**Selected text:**
++++++++++++++++++++
# nodejs.org Download Metrics
This directory contains anonymized log records for binary and source downloads of Node.js from nodejs.org.
## What data is available?
There is roughly one log file per day, starting on the 14th of May 2014 to the current day. There is a gap in the data from the 1st to the 21st of September 2015 due to a server configuration error.
The data is gleaned from the access logs by matching for known binary and source files in [/dist](https://nodejs.org/dist/) and the newer [/download/release/](https://nodejs.org/download/release) which is where the /dist/ directory also points. No other access log information is included in the data available here.
IP addresses and exact times are not reported, only days and geolocation data for the original IP addresses.
## What format is the data in?
Raw log files are available in the **[./logs/](./logs/)** sub-directory where each file's name takes the form: `nodejs.org-access.log.YYYYMMDD.TTTTTTTTTT.csv`, where the last entry in the file is used to create the string `YYYYMMDD` from the year, month and day of the month respectively and `TTTTTTTTTT` as the unix epoch timestamp. There may zero, one or two log files for a given day. However, when stitched together they should form a continuous record of the downloads from nodejs.org.
There is always a [nodejs.org-access.log.csv](./logs/nodejs.org-access.log.csv) file which represents the _current day's_ data and **is not final**, i.e. it will change from update to update, either appending new data or starting again for a new day. The other log files can be considered final until we decide to adjust the format at some point in the future.
The raw log files are comma-separated value format with the following columns: day, country, region, path, version, os, arch, bytes.
***Country*** and ***region*** are calculated by using MaxMind's [GeoLite2 City](http://dev.maxmind.com/geoip/geoip2/geolite2/) database and some entries may contain blank values where the look-up fails. `X-Forwarded-For` headers are used to determine the most likely origin IP address by parsing out the [leftmost non-private address](https://r.va.gg/2011/07/wrangling-the-x-forwarded-for-header.html).
The ***path*** field contains the actual path that was requested by the client, with the ***version***, ***os*** and ***arch*** columns calculated from this value.
++++++++++++++++++++
**Given entries:**
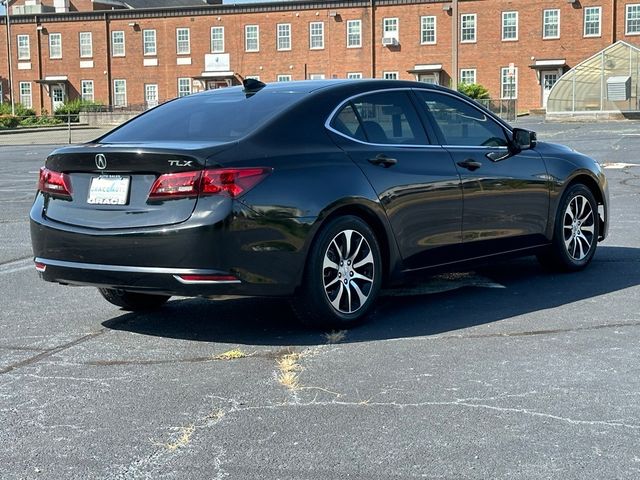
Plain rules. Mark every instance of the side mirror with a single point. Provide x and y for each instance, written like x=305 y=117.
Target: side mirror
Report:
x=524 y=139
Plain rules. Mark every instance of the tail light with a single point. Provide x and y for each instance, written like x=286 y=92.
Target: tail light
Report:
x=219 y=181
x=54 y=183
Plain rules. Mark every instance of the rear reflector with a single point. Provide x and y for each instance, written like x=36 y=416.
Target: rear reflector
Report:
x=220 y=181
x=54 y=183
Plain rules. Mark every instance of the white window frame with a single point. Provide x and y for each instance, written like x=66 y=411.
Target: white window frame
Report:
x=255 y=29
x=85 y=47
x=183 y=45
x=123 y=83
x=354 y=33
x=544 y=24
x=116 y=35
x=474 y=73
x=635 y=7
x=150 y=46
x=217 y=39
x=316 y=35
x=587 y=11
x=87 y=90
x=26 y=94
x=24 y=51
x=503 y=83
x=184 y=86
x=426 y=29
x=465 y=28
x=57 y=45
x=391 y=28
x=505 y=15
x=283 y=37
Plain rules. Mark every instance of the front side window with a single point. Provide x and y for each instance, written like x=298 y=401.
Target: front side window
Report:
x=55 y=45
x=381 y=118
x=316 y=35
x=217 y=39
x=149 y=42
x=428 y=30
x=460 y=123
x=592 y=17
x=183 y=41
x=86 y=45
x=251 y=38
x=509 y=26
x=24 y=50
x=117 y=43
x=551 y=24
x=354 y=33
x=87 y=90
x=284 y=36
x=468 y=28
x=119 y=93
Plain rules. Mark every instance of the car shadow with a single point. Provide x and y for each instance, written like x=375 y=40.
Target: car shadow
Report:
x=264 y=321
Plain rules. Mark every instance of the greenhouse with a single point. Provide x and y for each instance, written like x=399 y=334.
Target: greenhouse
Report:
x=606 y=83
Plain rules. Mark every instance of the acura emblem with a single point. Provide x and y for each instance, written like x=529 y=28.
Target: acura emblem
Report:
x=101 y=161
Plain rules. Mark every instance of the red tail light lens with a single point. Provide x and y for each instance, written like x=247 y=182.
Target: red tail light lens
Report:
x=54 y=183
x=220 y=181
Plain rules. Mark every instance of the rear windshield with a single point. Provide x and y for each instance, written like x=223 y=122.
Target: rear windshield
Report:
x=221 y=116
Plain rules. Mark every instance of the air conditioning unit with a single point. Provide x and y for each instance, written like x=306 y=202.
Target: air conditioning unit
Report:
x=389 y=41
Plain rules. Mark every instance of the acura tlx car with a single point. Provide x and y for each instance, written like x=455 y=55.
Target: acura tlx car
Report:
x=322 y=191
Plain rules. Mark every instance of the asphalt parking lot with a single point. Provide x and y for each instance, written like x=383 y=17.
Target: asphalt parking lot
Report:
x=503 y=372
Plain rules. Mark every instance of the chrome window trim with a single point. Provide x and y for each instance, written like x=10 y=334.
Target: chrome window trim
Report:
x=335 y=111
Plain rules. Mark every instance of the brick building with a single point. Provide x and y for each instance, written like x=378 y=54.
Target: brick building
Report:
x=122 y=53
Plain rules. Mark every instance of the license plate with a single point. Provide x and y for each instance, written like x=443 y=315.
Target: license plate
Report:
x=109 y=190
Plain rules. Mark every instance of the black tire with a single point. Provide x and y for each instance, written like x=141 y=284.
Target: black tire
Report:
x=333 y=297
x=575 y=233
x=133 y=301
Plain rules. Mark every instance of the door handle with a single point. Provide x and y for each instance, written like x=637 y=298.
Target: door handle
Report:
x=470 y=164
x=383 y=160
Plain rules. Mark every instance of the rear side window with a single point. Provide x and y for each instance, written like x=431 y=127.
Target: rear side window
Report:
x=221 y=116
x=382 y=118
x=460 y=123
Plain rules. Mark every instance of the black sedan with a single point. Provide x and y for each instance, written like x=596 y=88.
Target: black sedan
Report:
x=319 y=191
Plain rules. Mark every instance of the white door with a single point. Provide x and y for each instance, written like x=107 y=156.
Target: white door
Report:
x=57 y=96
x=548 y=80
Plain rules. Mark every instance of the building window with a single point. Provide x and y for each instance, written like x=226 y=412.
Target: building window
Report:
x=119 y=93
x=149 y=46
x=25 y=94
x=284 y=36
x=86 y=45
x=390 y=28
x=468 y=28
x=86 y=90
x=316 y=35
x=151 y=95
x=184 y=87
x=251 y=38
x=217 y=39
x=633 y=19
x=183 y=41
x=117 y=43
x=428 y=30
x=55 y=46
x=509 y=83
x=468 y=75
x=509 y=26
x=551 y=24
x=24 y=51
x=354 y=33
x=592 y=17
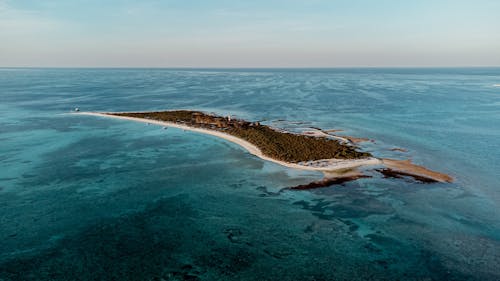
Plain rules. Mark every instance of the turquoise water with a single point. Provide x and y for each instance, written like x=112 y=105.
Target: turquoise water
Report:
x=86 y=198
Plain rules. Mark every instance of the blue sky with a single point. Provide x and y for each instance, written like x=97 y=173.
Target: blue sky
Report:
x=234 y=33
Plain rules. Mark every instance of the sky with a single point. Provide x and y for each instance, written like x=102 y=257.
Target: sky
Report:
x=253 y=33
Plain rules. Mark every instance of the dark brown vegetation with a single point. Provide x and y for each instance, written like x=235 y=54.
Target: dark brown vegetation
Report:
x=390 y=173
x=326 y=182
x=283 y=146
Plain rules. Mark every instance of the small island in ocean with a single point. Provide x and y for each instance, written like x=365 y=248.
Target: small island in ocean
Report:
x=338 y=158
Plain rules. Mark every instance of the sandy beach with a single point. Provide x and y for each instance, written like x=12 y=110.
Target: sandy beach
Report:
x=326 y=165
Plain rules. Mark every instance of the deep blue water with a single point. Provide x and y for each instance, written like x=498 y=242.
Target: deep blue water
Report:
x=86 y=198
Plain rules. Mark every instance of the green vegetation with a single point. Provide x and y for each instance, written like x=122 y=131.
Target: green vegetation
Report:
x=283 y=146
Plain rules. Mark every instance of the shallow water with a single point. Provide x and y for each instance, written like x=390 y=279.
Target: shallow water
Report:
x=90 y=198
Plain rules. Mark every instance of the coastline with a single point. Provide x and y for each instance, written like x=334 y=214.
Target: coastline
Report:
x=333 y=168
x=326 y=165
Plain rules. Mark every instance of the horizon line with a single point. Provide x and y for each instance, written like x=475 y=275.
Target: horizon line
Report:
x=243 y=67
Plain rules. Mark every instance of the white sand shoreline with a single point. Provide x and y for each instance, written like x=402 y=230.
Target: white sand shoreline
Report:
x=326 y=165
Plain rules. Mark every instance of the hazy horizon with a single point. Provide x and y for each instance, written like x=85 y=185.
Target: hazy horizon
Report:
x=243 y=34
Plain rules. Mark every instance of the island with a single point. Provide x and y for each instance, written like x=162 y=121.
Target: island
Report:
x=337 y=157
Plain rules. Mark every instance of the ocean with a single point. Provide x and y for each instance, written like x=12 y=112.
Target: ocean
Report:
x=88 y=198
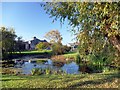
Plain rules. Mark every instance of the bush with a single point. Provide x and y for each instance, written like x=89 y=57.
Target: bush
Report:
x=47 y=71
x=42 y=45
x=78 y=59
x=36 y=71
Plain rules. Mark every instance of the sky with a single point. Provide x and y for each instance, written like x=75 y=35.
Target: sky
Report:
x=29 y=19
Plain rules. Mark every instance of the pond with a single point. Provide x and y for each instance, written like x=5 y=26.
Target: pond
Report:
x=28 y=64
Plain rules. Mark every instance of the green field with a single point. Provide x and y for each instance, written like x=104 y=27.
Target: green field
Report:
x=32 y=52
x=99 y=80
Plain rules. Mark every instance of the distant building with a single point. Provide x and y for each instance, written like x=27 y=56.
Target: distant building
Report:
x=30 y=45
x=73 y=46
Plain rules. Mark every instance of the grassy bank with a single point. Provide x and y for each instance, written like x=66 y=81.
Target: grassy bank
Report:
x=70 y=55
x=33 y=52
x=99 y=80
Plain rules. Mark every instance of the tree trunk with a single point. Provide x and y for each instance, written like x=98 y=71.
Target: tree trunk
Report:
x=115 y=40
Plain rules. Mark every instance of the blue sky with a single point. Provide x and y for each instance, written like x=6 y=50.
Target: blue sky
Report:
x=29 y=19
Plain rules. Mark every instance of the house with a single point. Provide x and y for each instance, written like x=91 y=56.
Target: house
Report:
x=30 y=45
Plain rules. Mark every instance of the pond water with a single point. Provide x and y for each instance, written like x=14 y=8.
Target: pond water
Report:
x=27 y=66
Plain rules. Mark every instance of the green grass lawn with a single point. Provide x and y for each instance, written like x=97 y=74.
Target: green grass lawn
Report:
++++++++++++++++++++
**Tasks for this exercise:**
**a.** According to the Node.js download metrics text, what caused the gap in the data from the 1st to the 21st of September 2015?
**b.** Reproduce the Node.js download metrics text word for word, from "# nodejs.org Download" down to "original IP addresses.".
The records aren't needed here.

**Answers by task:**
**a.** A server configuration error.

**b.**
# nodejs.org Download Metrics
This directory contains anonymized log records for binary and source downloads of Node.js from nodejs.org.
## What data is available?
There is roughly one log file per day, starting on the 14th of May 2014 to the current day. There is a gap in the data from the 1st to the 21st of September 2015 due to a server configuration error.
The data is gleaned from the access logs by matching for known binary and source files in [/dist](https://nodejs.org/dist/) and the newer [/download/release/](https://nodejs.org/download/release) which is where the /dist/ directory also points. No other access log information is included in the data available here.
IP addresses and exact times are not reported, only days and geolocation data for the original IP addresses.